Data:
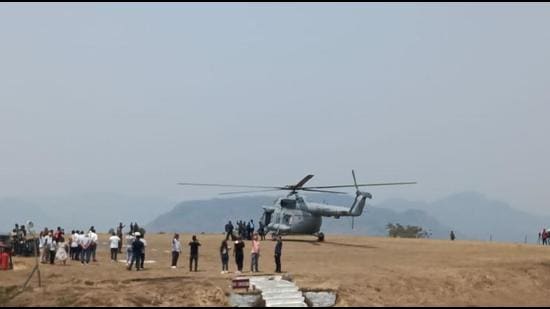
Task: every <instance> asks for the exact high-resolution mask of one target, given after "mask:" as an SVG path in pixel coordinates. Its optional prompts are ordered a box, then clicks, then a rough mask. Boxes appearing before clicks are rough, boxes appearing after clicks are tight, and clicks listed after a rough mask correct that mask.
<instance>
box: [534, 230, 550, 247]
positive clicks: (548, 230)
mask: <svg viewBox="0 0 550 309" xmlns="http://www.w3.org/2000/svg"><path fill="white" fill-rule="evenodd" d="M537 242H538V244H539V245H544V246H546V245H550V229H549V230H547V229H542V231H540V232H539V238H538V241H537Z"/></svg>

Problem: Write out each line again, exactly as it appears above, except for any picture.

Response area:
Task: every <instance> asks for the exact high-resolution mask of one target, given after "mask:" as an SVG path in pixel coordinates. Its optional prompts are ordered a box, then clicks, then a rough mask. Boxes appearing before clicks are rough, boxes appearing after clicks are tight, and clicks listed after a rough mask correct that mask.
<instance>
box: [534, 230, 550, 247]
positive clicks: (548, 230)
mask: <svg viewBox="0 0 550 309" xmlns="http://www.w3.org/2000/svg"><path fill="white" fill-rule="evenodd" d="M537 242H538V244H539V245H544V246H546V245H550V229H549V230H547V229H542V231H540V232H539V238H538V241H537Z"/></svg>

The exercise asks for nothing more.